───── EXCERPT
I saw a youtube video about how Japan burns materials that can’t easily be recycled to produce energy and captures the CO2 produced from the process. The CO2 is then sold to some local factories to produce various things like fire extinguishers, and some algae farms (I googled this and algae is used to produce food and oil).
I googled that at sea level, CO2 in the atmosphere is at 350 PPM, but certain plants thrive at 1500 PPM.
It got me thinking – why can’t we pump CO2 into indoor farms, plantations or forests to sequester more carbon?
Would that even work? Is the carbon just released into the air again once the plants are eaten or broken down?
In: Biology
The amount of carbon in the world we screwed up on here is massive. The ultimate goal is to bring that atmosphere CO2 density down from ~~350~~ 420 PPM to around 300 PPM, probably even lower. But that’s for the whole atmosphere across the entire planet and represents literal billions of tonnes of carbon.
Such small plans to use carbon for something useful are nice, but don’t solve the global problem. It just very slightly slows down the rate at which CO2 is added to the atmosphere. For example, all the cars in the world burning fuels are still going. A couple of factories NOT blowing their CO2 into the air and using it for something else is a step in the right direction, but it’s a hell of a long way to go.
──────────
■ TASK LIST ■
A. According to the carbon dioxide discussion, at what CO2 concentration do certain plants thrive?
B. List the places where the carbon dioxide discussion asks whether CO2 could be pumped to sequester more carbon.
C. Carry on the carbon dioxide discussion from its last sentence.
───── DATA SECTION
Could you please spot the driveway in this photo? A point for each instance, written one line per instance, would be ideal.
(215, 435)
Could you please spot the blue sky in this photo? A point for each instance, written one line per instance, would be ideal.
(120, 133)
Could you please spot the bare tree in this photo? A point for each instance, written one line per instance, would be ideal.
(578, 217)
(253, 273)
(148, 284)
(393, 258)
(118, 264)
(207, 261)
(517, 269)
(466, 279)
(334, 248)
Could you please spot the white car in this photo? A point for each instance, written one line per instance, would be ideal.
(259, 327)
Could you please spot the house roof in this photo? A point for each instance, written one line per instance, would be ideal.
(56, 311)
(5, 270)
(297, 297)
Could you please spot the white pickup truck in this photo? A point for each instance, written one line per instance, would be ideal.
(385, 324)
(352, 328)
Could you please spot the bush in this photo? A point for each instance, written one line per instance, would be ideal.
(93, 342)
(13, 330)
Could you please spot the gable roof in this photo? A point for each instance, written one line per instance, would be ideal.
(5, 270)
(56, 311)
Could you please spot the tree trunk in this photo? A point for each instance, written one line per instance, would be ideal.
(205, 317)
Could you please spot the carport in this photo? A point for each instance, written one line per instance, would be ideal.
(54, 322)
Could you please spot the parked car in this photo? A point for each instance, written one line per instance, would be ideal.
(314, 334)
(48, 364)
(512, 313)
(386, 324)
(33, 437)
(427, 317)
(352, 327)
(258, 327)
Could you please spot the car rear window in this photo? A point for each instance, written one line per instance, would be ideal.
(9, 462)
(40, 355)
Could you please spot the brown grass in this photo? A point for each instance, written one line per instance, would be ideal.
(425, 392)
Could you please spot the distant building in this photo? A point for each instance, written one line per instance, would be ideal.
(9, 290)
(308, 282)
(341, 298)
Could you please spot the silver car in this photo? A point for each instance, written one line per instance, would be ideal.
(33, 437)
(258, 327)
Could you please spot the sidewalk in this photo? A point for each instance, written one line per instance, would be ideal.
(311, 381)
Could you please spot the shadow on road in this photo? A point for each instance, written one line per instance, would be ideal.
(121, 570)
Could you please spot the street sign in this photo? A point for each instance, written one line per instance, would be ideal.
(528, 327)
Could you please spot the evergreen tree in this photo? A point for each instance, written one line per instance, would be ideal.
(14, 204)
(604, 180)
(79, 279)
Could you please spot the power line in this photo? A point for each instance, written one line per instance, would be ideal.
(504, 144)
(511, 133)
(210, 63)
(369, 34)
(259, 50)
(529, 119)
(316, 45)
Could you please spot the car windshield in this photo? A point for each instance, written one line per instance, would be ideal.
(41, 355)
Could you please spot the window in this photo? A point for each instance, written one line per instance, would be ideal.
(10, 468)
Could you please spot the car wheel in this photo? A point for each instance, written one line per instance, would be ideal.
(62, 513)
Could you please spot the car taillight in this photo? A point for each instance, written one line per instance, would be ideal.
──────────
■ ANSWERS ■
A. 1500 PPM

B. Indoor farms, plantations, forests

C.
Trees aren’t a great sequester strategy. They grow old, die, burn down in forest fires, and regrow. That’s a carbon cycle of a few hundred years. What we need to make up for is the incredibly number of tonnes of oil drilled out from the ground and burned over the last century or so. Trees aren’t going to make up the difference… unless we could turbo grow the trees, cut them down, and then bury them somewhere, like where all that oil once was. But the scale of the project is still crazy huge if we want to have trees grown at the same rate we consume oil… or, higher really to get that CO2 level to start decreasing.